Problem to solve: Pull out every line of the material below that contains the string "headlight", matching case exactly.

Data records:
○ ○ ○ ○ ○

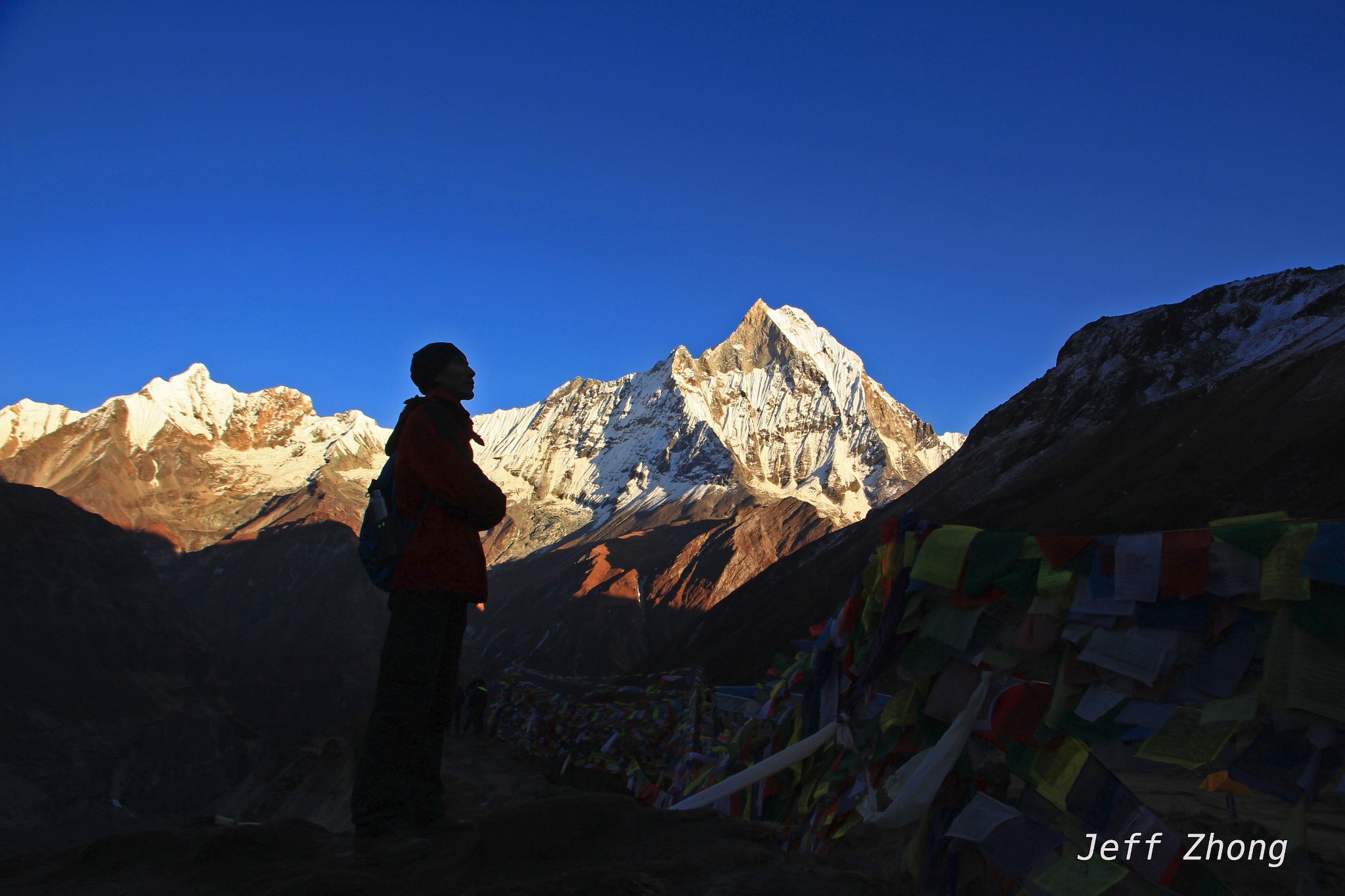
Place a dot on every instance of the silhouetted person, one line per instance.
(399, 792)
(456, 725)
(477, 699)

○ ○ ○ ○ ○

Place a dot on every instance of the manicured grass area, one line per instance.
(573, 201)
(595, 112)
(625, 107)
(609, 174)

○ ○ ○ ○ ○

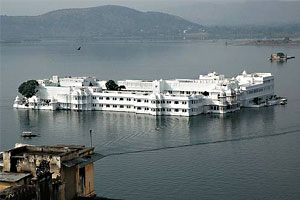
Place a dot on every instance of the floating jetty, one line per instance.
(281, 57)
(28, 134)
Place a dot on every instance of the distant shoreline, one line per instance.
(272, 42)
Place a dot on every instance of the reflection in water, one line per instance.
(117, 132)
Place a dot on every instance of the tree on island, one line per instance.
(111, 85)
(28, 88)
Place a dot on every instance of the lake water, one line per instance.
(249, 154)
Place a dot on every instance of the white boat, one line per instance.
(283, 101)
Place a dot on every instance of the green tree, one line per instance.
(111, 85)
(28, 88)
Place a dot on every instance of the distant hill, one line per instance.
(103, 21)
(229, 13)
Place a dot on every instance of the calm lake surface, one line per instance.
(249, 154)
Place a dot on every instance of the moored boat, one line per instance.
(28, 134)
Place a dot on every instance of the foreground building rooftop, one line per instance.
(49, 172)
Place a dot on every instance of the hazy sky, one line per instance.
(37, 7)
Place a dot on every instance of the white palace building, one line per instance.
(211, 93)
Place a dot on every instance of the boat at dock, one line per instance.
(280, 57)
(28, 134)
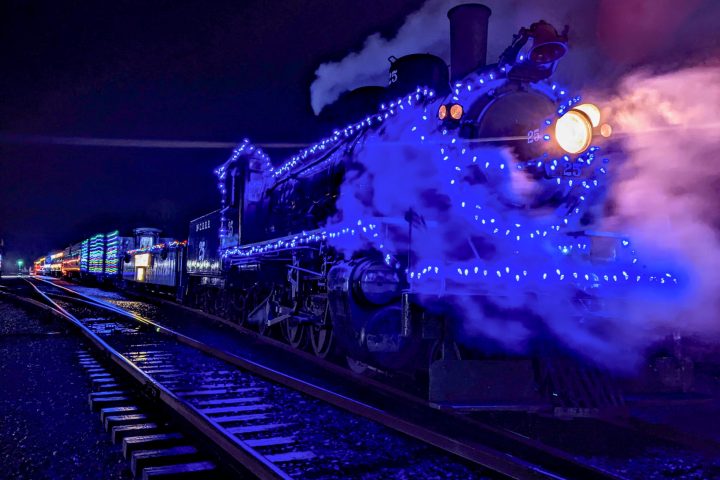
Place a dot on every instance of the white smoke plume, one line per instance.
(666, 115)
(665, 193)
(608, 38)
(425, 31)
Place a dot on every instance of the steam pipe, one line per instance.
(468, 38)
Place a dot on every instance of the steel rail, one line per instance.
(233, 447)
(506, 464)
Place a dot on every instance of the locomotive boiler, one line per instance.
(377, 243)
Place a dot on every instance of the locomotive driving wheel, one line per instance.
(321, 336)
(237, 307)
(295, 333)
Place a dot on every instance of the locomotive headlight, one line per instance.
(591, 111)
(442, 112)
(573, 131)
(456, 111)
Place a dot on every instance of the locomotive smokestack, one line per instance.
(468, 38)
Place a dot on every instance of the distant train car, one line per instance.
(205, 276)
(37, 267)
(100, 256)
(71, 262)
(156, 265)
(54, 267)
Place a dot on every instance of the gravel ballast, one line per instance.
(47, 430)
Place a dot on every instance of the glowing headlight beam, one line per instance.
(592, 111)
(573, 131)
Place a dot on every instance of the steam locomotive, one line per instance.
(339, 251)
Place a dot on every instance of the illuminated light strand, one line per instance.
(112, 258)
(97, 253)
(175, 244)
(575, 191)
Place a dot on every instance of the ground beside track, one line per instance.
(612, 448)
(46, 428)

○ ○ ○ ○ ○

Task output:
Place a dot on every instance of the locomotive headlight, one line per instance.
Place a dot on every instance of the glowing headlight beam, one line per instance.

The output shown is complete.